• TEXT SHOWN:
════════════════════
An article submitted by Helen Fields
How playing music can help life become pitch perfect
Confucius once wrote,
“Music produces a kind of pleasure which human nature cannot do without.”
People who love to play music and those who enjoy listening to it would generally agree that music does indeed deliver a type of pleasure unequalled by most other activities. Music as a social activity can help you have more friends and can even help attract the opposite sex – how else could Coldplay’s Chris Martin ever have got the attention of Gwyneth Paltrow! Yet it would now seem that music can offer much more than entertainment or enticement. Making music could in fact be the ticket to a healthier, wealthier and wiser life. Here we look at how music can enhance wellbeing, earning power and even intellect.
Music as medicine
Most music lovers already know that listening to or bashing out a great tune brings true relaxation. Research in fact goes further than this and suggests that music can prevent as well as help treat anxiety related conditions. One study, carried out by a team of scientists in Sweden, examined the impact of listening to music on pre-surgical patients. They found that by reducing surges in heart rate associated with stress, music actually worked better than anti-anxiety medication. Studies have also been carried out with choirs which show that performing collectively can synchronize breathing and heart rates producing a group wide calming effect.
════════════════════
• WHAT YOU SHOULD DO:
Reproduce the article about music and wellbeing word for word, from its byline to its final sentence.
════════════════════
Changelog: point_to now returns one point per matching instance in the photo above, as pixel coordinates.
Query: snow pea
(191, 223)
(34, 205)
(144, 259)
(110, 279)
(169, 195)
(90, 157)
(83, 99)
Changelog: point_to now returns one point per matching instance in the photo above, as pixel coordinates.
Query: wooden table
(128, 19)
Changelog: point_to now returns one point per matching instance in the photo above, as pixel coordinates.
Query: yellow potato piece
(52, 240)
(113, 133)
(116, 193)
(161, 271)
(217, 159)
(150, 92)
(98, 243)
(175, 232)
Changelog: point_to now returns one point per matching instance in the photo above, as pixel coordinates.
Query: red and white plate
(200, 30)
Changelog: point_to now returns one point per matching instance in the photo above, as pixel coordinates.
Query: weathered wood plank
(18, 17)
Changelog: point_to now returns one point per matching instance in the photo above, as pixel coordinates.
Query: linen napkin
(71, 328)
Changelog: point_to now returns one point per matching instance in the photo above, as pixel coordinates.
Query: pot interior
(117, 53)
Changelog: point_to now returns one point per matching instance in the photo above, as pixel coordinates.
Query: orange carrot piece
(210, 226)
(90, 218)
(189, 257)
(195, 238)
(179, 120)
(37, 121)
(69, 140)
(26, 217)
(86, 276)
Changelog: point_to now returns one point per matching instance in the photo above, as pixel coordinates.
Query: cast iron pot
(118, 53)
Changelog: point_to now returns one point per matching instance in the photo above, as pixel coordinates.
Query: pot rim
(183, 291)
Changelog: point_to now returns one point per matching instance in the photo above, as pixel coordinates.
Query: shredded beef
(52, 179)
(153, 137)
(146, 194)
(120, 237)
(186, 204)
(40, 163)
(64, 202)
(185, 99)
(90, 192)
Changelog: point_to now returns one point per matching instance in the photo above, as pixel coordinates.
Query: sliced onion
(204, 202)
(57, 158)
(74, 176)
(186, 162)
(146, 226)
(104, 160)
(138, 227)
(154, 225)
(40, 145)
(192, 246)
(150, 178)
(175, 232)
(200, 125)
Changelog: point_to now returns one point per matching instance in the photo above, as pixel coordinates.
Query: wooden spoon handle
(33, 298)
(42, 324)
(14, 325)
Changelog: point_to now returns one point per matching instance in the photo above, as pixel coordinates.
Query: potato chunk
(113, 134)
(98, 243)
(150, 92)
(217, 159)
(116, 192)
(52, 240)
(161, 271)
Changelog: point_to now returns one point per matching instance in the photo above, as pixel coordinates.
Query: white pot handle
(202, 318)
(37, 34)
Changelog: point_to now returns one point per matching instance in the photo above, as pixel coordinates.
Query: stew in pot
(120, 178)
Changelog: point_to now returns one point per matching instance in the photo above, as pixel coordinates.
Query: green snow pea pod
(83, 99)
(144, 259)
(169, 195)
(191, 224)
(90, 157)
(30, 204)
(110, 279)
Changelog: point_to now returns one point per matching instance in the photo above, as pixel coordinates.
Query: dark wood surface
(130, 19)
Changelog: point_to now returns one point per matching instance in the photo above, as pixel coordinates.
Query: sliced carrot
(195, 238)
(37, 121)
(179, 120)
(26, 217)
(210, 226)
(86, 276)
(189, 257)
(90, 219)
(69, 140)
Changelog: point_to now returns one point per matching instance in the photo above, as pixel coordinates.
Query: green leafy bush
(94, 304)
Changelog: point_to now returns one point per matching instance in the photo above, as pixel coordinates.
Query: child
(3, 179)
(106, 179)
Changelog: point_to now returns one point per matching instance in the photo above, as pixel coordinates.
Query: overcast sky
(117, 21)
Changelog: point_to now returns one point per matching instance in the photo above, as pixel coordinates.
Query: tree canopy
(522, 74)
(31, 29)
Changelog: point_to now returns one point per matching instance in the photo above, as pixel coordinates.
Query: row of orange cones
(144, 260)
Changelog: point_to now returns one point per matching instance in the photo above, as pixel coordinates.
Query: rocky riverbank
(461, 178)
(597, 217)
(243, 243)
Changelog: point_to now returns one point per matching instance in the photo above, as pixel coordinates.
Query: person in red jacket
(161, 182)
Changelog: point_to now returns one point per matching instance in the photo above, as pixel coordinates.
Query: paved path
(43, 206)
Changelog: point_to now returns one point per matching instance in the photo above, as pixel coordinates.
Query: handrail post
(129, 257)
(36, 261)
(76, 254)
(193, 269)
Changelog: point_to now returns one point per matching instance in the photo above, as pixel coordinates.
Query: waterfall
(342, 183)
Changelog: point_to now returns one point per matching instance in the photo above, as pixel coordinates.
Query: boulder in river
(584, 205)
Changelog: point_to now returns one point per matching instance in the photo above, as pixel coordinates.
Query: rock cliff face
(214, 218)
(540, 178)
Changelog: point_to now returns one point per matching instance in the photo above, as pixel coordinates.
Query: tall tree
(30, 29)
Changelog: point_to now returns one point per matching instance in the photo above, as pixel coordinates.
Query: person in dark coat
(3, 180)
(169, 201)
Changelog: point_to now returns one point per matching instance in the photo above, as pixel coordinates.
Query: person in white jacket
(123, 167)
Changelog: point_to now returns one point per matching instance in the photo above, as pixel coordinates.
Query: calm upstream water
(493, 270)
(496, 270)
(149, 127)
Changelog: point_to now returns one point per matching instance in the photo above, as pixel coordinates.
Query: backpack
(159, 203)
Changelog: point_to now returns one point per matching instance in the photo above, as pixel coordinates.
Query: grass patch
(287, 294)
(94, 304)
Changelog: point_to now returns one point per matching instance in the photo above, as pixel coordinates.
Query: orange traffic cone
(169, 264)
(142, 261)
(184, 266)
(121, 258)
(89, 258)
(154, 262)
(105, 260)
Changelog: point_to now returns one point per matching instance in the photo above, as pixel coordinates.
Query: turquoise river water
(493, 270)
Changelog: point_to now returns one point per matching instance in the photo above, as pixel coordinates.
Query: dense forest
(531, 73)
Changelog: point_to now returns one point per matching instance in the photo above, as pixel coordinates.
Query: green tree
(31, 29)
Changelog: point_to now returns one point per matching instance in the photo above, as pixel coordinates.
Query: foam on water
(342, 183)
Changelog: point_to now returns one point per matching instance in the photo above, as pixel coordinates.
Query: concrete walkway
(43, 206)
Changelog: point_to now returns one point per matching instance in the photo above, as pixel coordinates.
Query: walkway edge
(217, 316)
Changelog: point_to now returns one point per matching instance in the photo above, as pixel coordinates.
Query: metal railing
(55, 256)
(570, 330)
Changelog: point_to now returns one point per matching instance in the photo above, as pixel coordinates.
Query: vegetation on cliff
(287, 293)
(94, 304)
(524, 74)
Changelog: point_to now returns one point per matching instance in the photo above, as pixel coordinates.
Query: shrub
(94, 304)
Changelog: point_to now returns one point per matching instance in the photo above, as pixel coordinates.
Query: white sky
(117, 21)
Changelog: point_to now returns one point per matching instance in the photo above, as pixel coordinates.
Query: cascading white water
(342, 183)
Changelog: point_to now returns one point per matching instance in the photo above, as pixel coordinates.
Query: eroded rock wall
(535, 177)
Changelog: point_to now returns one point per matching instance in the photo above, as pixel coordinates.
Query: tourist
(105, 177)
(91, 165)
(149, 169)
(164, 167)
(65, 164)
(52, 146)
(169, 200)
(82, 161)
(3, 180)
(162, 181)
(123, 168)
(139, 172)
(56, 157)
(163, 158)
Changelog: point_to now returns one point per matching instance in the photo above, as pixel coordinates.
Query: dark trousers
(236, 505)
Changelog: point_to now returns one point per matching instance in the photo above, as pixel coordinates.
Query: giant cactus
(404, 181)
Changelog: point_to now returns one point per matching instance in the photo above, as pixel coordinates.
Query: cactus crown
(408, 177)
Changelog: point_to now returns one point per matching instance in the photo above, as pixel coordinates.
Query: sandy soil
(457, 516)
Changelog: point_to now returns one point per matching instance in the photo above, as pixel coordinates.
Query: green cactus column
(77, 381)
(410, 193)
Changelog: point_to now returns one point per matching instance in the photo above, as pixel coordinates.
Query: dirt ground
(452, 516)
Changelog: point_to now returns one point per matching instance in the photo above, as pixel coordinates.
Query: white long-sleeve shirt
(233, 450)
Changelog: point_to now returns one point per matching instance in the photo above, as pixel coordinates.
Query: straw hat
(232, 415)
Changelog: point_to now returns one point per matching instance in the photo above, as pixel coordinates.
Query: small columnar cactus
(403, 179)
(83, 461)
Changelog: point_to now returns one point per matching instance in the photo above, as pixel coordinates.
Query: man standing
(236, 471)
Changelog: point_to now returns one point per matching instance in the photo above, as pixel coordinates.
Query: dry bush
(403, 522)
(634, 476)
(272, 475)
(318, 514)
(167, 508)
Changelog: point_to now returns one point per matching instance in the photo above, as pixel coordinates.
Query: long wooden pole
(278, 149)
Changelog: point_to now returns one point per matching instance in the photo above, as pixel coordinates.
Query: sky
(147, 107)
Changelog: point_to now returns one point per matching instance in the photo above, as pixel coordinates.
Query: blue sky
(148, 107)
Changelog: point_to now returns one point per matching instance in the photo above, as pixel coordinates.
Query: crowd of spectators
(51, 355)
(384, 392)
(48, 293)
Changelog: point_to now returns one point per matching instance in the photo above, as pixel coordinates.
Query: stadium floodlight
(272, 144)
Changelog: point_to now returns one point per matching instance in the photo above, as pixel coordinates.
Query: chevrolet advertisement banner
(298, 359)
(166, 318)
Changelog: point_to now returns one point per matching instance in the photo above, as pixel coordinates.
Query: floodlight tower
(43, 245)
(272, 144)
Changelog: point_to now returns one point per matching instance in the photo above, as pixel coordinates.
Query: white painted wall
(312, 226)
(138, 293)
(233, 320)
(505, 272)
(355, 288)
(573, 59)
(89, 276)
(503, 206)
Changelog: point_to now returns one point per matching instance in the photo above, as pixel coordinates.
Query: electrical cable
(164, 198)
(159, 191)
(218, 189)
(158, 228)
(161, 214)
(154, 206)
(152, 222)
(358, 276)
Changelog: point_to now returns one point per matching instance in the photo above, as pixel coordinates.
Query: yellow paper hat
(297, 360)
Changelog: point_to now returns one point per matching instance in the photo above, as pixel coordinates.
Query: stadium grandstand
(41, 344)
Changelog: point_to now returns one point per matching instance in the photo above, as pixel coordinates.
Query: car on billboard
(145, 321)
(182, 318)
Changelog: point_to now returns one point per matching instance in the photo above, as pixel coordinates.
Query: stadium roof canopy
════════════════════
• WRITTEN SOLUTION:
An article submitted by Helen Fields
How playing music can help life become pitch perfect
Confucius once wrote,
“Music produces a kind of pleasure which human nature cannot do without.”
People who love to play music and those who enjoy listening to it would generally agree that music does indeed deliver a type of pleasure unequalled by most other activities. Music as a social activity can help you have more friends and can even help attract the opposite sex – how else could Coldplay’s Chris Martin ever have got the attention of Gwyneth Paltrow! Yet it would now seem that music can offer much more than entertainment or enticement. Making music could in fact be the ticket to a healthier, wealthier and wiser life. Here we look at how music can enhance wellbeing, earning power and even intellect.
Music as medicine
Most music lovers already know that listening to or bashing out a great tune brings true relaxation. Research in fact goes further than this and suggests that music can prevent as well as help treat anxiety related conditions. One study, carried out by a team of scientists in Sweden, examined the impact of listening to music on pre-surgical patients. They found that by reducing surges in heart rate associated with stress, music actually worked better than anti-anxiety medication. Studies have also been carried out with choirs which show that performing collectively can synchronize breathing and heart rates producing a group wide calming effect.